§ **REQUIRED WORK**
Scale the items by rewriting every line, requests included, with each coordinate in the answers multiplied by 1.2 and rounded to the nearest whole number, halves rounding up.
start
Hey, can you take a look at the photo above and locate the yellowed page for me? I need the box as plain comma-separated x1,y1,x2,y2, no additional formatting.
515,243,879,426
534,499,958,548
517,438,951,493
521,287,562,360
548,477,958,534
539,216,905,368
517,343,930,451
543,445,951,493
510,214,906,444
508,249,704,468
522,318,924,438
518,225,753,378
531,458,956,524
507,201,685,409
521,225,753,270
end
§ **SOLUTION TO THIS TASK**
Hey, can you take a look at the photo above and locate the yellowed page for me? I need the box as plain comma-separated x1,y1,x2,y2, no additional formatting.
618,292,1055,511
641,599,1150,658
620,526,1141,592
625,344,674,432
658,572,1150,641
647,259,1086,442
620,412,1116,541
652,534,1141,592
612,257,1087,533
610,299,845,562
626,382,1109,526
622,270,904,454
637,550,1147,629
608,241,822,491
625,270,904,324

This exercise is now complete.